What is required> In the records below, turn the lines from the one containing "task | put a marker on each instance of the shrub" through the one containing "x=101, y=93", both included, into a JSON list of strings. Use one string per line and leave out any blank lines.

○ ○ ○ ○ ○

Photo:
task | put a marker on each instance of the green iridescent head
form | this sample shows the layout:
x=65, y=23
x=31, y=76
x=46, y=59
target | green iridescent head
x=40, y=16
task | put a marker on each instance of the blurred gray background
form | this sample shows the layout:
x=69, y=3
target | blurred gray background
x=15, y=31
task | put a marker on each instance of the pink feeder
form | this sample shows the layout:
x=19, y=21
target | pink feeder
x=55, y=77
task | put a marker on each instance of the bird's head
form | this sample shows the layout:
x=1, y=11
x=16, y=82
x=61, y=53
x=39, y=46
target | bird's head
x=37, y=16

○ ○ ○ ○ ○

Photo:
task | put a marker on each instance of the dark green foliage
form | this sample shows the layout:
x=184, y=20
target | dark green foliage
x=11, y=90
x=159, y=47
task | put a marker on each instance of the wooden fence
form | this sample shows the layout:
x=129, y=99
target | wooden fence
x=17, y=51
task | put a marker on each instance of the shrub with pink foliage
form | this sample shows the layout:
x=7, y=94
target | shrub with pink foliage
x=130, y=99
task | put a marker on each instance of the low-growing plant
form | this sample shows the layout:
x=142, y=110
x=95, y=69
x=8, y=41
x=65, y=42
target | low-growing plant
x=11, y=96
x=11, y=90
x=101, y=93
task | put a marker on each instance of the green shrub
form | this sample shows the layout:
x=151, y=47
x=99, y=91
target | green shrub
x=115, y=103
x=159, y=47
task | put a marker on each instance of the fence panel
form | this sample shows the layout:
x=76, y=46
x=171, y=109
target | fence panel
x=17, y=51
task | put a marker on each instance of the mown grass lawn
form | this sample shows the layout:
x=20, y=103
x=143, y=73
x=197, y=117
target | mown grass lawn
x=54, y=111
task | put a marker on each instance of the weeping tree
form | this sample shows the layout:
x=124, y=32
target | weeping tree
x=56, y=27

○ ○ ○ ○ ○

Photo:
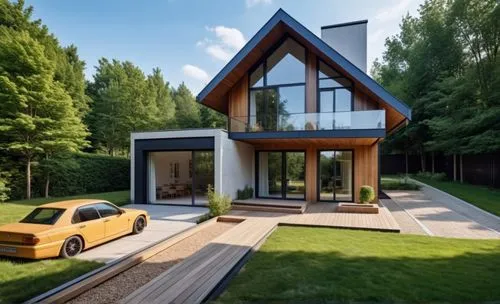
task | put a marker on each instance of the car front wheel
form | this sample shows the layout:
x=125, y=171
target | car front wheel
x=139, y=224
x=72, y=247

○ ○ ○ ○ ○

Solution to the problem>
[
  "task | put a marker on each instance of the shrub with pink foliage",
  "form | this sample shows the layout:",
  "x=7, y=94",
  "target | shrub with pink foliage",
  "x=130, y=99",
  "task | put a marker on each instance of the low-growing plant",
  "form | this sample shows the layout:",
  "x=142, y=110",
  "x=95, y=69",
  "x=8, y=41",
  "x=65, y=42",
  "target | low-growing plant",
  "x=11, y=96",
  "x=11, y=90",
  "x=101, y=93"
]